▶ Extracted records:
════════

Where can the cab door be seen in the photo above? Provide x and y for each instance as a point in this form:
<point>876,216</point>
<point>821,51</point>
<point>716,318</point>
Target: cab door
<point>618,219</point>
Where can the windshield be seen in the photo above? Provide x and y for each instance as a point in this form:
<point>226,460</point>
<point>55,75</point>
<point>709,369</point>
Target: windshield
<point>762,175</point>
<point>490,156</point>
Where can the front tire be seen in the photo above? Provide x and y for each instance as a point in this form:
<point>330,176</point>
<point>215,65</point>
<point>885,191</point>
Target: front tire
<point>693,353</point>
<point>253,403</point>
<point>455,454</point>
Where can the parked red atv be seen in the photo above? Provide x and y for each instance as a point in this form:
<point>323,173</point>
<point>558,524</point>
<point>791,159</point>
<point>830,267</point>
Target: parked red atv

════════

▶ WHAT THE EXERCISE ASKS:
Extract every line above and reproduce each one exactly, in its original order.

▶ THE COMPLETED TASK:
Where can the cab door be seen in the photo above? Provide x and y for each instance as a point in this form:
<point>876,216</point>
<point>821,51</point>
<point>716,318</point>
Target: cab door
<point>618,219</point>
Where can the windshield be seen in the photo above? Provide x and y for each instance as a point in this form:
<point>226,460</point>
<point>55,75</point>
<point>709,369</point>
Target: windshield
<point>762,175</point>
<point>490,156</point>
Where can the front tire be seen in the photo above? Provide x and y for each instance as a point in this form:
<point>330,176</point>
<point>215,65</point>
<point>885,191</point>
Target: front tire
<point>693,353</point>
<point>253,403</point>
<point>455,454</point>
Where can the parked red atv be seen in the photo above? Provide x and y for each instance as a point in this form:
<point>323,173</point>
<point>558,524</point>
<point>791,159</point>
<point>830,267</point>
Target: parked red atv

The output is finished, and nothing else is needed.